**To be done**
Locate each line in the rows below that contains the string "shoe" and copy it out in full. Matching is case-sensitive.
** start of Records for the task **
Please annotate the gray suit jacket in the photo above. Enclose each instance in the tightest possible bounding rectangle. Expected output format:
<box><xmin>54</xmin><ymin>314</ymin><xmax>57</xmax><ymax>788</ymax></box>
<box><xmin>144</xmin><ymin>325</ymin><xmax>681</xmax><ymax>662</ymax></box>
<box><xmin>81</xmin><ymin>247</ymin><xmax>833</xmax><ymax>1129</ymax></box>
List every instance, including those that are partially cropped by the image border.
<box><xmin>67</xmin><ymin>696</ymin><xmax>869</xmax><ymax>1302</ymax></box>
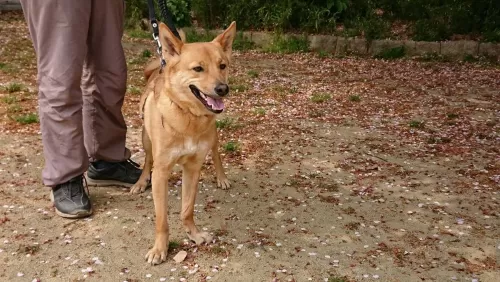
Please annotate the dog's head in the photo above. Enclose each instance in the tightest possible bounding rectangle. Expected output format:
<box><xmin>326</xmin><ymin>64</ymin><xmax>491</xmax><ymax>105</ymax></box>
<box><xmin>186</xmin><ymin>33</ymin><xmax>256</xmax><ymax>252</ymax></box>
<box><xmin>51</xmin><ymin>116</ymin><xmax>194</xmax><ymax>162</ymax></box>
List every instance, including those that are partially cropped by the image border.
<box><xmin>160</xmin><ymin>22</ymin><xmax>236</xmax><ymax>115</ymax></box>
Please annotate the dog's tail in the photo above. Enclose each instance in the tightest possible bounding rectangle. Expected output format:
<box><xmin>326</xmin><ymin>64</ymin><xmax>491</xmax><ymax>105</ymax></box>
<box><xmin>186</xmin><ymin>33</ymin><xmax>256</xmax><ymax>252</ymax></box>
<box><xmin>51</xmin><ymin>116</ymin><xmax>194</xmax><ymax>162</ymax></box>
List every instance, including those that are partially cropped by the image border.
<box><xmin>144</xmin><ymin>29</ymin><xmax>186</xmax><ymax>81</ymax></box>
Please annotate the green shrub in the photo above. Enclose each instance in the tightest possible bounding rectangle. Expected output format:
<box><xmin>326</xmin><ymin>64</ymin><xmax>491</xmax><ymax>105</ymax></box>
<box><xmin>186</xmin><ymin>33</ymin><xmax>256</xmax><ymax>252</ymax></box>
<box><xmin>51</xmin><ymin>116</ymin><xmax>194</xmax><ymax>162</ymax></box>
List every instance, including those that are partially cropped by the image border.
<box><xmin>266</xmin><ymin>34</ymin><xmax>309</xmax><ymax>53</ymax></box>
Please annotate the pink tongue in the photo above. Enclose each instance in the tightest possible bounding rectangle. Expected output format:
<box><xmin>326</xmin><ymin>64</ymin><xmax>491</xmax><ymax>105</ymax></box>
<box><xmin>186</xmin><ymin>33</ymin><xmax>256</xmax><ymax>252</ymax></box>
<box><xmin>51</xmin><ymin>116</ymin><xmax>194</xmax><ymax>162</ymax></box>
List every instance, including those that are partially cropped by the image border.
<box><xmin>206</xmin><ymin>96</ymin><xmax>224</xmax><ymax>110</ymax></box>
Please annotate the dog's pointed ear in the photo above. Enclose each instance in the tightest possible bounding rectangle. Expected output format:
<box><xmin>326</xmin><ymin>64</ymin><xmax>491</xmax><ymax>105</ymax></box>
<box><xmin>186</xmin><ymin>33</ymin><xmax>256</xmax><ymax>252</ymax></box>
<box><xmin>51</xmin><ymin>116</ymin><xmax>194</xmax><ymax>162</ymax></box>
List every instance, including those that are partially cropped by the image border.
<box><xmin>160</xmin><ymin>23</ymin><xmax>184</xmax><ymax>58</ymax></box>
<box><xmin>212</xmin><ymin>22</ymin><xmax>236</xmax><ymax>57</ymax></box>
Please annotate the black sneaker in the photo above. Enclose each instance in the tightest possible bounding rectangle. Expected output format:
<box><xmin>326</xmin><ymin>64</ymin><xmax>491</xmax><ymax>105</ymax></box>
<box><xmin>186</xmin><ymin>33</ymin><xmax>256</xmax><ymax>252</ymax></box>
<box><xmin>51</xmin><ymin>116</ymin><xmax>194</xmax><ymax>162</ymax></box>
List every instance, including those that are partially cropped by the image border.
<box><xmin>86</xmin><ymin>160</ymin><xmax>142</xmax><ymax>187</ymax></box>
<box><xmin>50</xmin><ymin>175</ymin><xmax>92</xmax><ymax>218</ymax></box>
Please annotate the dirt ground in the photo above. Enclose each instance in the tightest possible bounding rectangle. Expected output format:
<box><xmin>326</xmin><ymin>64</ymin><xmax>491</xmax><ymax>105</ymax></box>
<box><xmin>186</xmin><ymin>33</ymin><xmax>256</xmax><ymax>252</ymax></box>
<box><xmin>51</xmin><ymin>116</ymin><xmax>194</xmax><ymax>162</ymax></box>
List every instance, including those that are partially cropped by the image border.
<box><xmin>0</xmin><ymin>11</ymin><xmax>500</xmax><ymax>282</ymax></box>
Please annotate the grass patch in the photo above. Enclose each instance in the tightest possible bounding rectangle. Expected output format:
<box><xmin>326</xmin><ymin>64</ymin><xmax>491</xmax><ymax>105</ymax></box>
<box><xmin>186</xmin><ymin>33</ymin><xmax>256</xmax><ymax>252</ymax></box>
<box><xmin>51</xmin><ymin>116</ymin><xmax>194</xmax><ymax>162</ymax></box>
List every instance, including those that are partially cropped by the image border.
<box><xmin>127</xmin><ymin>29</ymin><xmax>153</xmax><ymax>40</ymax></box>
<box><xmin>349</xmin><ymin>95</ymin><xmax>361</xmax><ymax>102</ymax></box>
<box><xmin>215</xmin><ymin>117</ymin><xmax>240</xmax><ymax>129</ymax></box>
<box><xmin>233</xmin><ymin>32</ymin><xmax>255</xmax><ymax>51</ymax></box>
<box><xmin>230</xmin><ymin>84</ymin><xmax>248</xmax><ymax>93</ymax></box>
<box><xmin>311</xmin><ymin>93</ymin><xmax>332</xmax><ymax>103</ymax></box>
<box><xmin>0</xmin><ymin>63</ymin><xmax>14</xmax><ymax>73</ymax></box>
<box><xmin>408</xmin><ymin>120</ymin><xmax>424</xmax><ymax>128</ymax></box>
<box><xmin>2</xmin><ymin>95</ymin><xmax>17</xmax><ymax>105</ymax></box>
<box><xmin>142</xmin><ymin>49</ymin><xmax>153</xmax><ymax>58</ymax></box>
<box><xmin>375</xmin><ymin>46</ymin><xmax>406</xmax><ymax>60</ymax></box>
<box><xmin>184</xmin><ymin>29</ymin><xmax>214</xmax><ymax>44</ymax></box>
<box><xmin>222</xmin><ymin>141</ymin><xmax>240</xmax><ymax>152</ymax></box>
<box><xmin>247</xmin><ymin>70</ymin><xmax>259</xmax><ymax>78</ymax></box>
<box><xmin>128</xmin><ymin>86</ymin><xmax>141</xmax><ymax>95</ymax></box>
<box><xmin>255</xmin><ymin>108</ymin><xmax>266</xmax><ymax>116</ymax></box>
<box><xmin>265</xmin><ymin>34</ymin><xmax>309</xmax><ymax>53</ymax></box>
<box><xmin>14</xmin><ymin>113</ymin><xmax>39</xmax><ymax>124</ymax></box>
<box><xmin>7</xmin><ymin>104</ymin><xmax>23</xmax><ymax>114</ymax></box>
<box><xmin>5</xmin><ymin>82</ymin><xmax>23</xmax><ymax>93</ymax></box>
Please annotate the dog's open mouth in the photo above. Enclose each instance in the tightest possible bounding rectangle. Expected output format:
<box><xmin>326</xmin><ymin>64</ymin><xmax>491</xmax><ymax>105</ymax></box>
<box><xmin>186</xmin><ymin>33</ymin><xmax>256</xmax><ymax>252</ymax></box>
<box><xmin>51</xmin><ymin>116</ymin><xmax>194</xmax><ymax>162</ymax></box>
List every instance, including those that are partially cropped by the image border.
<box><xmin>189</xmin><ymin>85</ymin><xmax>224</xmax><ymax>114</ymax></box>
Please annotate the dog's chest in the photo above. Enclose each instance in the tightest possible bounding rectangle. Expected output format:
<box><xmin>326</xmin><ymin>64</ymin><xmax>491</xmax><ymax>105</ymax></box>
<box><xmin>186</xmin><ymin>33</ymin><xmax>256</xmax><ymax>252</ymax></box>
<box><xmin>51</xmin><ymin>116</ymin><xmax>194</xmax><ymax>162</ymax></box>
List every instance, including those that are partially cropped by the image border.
<box><xmin>170</xmin><ymin>138</ymin><xmax>210</xmax><ymax>159</ymax></box>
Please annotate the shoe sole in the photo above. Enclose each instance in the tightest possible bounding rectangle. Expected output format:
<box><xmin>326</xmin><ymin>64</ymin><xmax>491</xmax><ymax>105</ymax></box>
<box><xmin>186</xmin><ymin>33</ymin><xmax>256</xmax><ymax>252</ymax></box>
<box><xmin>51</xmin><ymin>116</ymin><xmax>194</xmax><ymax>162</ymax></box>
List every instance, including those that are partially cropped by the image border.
<box><xmin>50</xmin><ymin>191</ymin><xmax>92</xmax><ymax>219</ymax></box>
<box><xmin>85</xmin><ymin>174</ymin><xmax>134</xmax><ymax>188</ymax></box>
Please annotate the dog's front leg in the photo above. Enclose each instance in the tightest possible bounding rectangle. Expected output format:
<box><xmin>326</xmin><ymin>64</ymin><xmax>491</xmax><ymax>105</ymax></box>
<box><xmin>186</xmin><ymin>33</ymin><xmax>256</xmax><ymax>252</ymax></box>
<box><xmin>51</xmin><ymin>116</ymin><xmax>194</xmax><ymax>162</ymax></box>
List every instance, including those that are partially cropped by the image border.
<box><xmin>181</xmin><ymin>160</ymin><xmax>212</xmax><ymax>245</ymax></box>
<box><xmin>146</xmin><ymin>164</ymin><xmax>171</xmax><ymax>265</ymax></box>
<box><xmin>212</xmin><ymin>132</ymin><xmax>231</xmax><ymax>189</ymax></box>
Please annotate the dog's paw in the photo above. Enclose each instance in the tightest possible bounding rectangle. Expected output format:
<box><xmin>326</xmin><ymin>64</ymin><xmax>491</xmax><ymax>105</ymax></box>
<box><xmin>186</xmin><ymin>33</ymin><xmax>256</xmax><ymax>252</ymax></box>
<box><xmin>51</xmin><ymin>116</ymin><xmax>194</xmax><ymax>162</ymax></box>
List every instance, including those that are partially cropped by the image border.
<box><xmin>145</xmin><ymin>247</ymin><xmax>168</xmax><ymax>265</ymax></box>
<box><xmin>187</xmin><ymin>232</ymin><xmax>212</xmax><ymax>245</ymax></box>
<box><xmin>130</xmin><ymin>181</ymin><xmax>148</xmax><ymax>194</ymax></box>
<box><xmin>217</xmin><ymin>177</ymin><xmax>231</xmax><ymax>190</ymax></box>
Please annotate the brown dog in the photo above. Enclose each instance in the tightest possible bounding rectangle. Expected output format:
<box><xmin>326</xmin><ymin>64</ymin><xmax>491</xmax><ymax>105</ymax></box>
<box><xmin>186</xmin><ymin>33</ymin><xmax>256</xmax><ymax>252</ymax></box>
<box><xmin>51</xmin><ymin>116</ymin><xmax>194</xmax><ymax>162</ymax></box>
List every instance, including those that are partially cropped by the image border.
<box><xmin>131</xmin><ymin>22</ymin><xmax>236</xmax><ymax>264</ymax></box>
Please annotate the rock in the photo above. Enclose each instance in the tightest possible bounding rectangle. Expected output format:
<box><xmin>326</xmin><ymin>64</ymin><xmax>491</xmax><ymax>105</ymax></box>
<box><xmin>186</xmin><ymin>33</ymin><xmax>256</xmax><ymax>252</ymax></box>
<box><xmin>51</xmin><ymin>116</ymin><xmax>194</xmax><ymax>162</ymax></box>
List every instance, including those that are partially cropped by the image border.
<box><xmin>174</xmin><ymin>251</ymin><xmax>187</xmax><ymax>263</ymax></box>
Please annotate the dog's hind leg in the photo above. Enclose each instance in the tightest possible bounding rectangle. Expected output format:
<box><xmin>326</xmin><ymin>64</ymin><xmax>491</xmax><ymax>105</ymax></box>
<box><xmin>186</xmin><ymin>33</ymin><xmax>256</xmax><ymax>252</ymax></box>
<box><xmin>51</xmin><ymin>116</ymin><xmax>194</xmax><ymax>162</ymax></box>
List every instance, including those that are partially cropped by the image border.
<box><xmin>181</xmin><ymin>157</ymin><xmax>212</xmax><ymax>245</ymax></box>
<box><xmin>130</xmin><ymin>126</ymin><xmax>153</xmax><ymax>194</ymax></box>
<box><xmin>212</xmin><ymin>129</ymin><xmax>231</xmax><ymax>189</ymax></box>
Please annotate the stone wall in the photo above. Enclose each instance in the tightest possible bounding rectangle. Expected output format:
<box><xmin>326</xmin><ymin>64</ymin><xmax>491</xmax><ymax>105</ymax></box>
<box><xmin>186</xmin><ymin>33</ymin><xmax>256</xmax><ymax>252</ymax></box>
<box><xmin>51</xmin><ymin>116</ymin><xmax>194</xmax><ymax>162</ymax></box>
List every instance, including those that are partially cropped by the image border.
<box><xmin>188</xmin><ymin>29</ymin><xmax>500</xmax><ymax>61</ymax></box>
** end of Records for the task **
**Solution for this exercise**
Please annotate the shoe sole in the photo above. Enclose each instance in the tightest possible bounding rectangle. Expected output format:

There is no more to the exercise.